Work to be completed
Copy out every one of the rows below, word for word.

======== Provided data

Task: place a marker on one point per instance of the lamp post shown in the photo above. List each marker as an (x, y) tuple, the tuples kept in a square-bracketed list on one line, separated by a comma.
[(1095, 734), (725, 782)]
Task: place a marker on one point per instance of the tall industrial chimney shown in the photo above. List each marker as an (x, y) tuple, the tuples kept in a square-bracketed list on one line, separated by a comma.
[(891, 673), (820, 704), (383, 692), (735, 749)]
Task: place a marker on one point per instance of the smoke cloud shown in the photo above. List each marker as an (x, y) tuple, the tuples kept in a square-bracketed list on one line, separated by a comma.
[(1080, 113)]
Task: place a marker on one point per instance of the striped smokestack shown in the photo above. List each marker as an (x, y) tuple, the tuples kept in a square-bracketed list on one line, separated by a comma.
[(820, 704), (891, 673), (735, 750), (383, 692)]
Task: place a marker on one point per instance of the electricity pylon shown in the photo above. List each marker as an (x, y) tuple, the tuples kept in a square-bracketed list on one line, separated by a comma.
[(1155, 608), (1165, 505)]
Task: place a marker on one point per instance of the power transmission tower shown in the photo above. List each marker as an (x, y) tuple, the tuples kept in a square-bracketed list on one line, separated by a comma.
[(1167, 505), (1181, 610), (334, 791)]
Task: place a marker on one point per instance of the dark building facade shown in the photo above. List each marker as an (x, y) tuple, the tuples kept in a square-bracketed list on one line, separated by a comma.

================

Solution
Task: place a marker on one point per instance of the lamp post shown in the photo above. List each marker as an (x, y) tuple, the tuples kept in a square-bracketed list on one line, separated by a comma.
[(1095, 734), (725, 782)]
Task: place a marker on one point per instance of the tall industrial chimney shown in the photo above. List each marker as an (x, y) tuple, the tuples kept in a square-bracketed list on one line, separated by a comma.
[(891, 673), (820, 704), (383, 692), (735, 749)]
Task: place a marker on one point per instance of the smoke cloud shown in the photo above. List each marker as an (x, y) tuple, the tuples kept in a square-bracketed list on one line, separated by a comma.
[(1080, 113)]
Task: place a marker on one point per instance of the striped smokestack shown in the photo above. List each marker as an (x, y) tuple, the tuples kept in a square-bracketed list on one line, separated by a comma.
[(820, 704), (891, 673), (735, 750), (383, 692)]
Task: place a marker on one point per instance of the electricity pylon shown in the photo above. List each marker as an (x, y) tuple, the tuples kept in a square-bracketed list on one line, separated by a comma.
[(1155, 608), (1165, 505)]
Task: place a marker on one point per instance of the power transmission tower shown in the photo above. List each marker as an (x, y) tuple, the tuples kept in a square-bracketed list on one line, separated by a comma.
[(1167, 505), (1181, 610), (334, 791)]
Task: place a marker on one point per instance of the dark building facade shown in the photo above. List each marker as an (x, y) tuple, the tuples kept in a square-bracketed list on one line, separated by a comma.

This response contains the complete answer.